[Segmentation annotation records]
====
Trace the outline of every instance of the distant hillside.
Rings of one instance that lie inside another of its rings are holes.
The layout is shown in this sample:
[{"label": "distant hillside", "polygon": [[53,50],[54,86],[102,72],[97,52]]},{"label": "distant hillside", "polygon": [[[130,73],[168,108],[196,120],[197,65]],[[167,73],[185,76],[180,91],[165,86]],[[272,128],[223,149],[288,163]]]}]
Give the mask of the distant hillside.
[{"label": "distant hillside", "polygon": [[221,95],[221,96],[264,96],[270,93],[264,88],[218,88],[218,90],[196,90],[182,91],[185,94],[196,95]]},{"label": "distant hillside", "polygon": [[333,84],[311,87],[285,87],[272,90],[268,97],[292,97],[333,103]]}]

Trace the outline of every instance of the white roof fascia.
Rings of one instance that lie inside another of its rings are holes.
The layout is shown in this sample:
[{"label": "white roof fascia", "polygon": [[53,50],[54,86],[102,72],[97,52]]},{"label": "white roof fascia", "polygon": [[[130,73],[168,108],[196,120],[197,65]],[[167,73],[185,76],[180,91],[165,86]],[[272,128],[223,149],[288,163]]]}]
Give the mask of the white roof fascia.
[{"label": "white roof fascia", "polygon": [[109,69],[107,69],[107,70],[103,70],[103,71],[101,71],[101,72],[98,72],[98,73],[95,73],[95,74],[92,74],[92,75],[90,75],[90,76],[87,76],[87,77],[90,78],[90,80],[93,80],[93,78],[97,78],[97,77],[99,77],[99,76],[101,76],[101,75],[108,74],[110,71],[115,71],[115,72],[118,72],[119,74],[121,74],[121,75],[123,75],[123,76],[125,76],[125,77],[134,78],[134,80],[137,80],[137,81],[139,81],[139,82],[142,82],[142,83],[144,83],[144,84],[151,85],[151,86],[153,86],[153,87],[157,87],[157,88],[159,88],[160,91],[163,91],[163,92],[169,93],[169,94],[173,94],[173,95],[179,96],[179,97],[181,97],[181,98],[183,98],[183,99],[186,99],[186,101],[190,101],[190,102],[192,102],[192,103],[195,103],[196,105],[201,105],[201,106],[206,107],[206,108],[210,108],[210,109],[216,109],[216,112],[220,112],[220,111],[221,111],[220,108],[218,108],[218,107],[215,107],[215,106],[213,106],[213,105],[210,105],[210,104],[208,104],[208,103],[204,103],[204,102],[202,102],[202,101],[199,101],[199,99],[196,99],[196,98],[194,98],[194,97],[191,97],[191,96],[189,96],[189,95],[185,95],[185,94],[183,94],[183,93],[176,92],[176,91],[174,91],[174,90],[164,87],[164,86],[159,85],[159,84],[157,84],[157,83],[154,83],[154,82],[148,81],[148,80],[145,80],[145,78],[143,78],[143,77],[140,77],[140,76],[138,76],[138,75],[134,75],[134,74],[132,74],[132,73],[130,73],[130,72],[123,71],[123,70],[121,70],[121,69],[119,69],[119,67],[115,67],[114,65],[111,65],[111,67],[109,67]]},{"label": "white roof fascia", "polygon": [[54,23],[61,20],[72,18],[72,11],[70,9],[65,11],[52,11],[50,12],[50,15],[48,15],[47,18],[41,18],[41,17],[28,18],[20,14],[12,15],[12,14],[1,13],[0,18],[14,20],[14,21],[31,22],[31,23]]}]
====
Can you lay out the stretch of data that opens with the line containing "Trace the outline of every instance of the white" and closes with the line containing "Give the mask of the white roof fascia.", both of those lines included, as a numbered list without any blank lines?

TASK RESPONSE =>
1. Trace the outline of every instance of the white roof fascia.
2. Rings of one instance that lie inside another of its rings are holes.
3. The layout is shown in this sample:
4. [{"label": "white roof fascia", "polygon": [[53,50],[54,86],[102,72],[97,52]]},{"label": "white roof fascia", "polygon": [[[130,73],[168,108],[196,120],[197,65]],[[167,73],[185,76],[180,91],[165,86]],[[272,128],[223,149],[288,163]]]}]
5. Give the mask of the white roof fascia.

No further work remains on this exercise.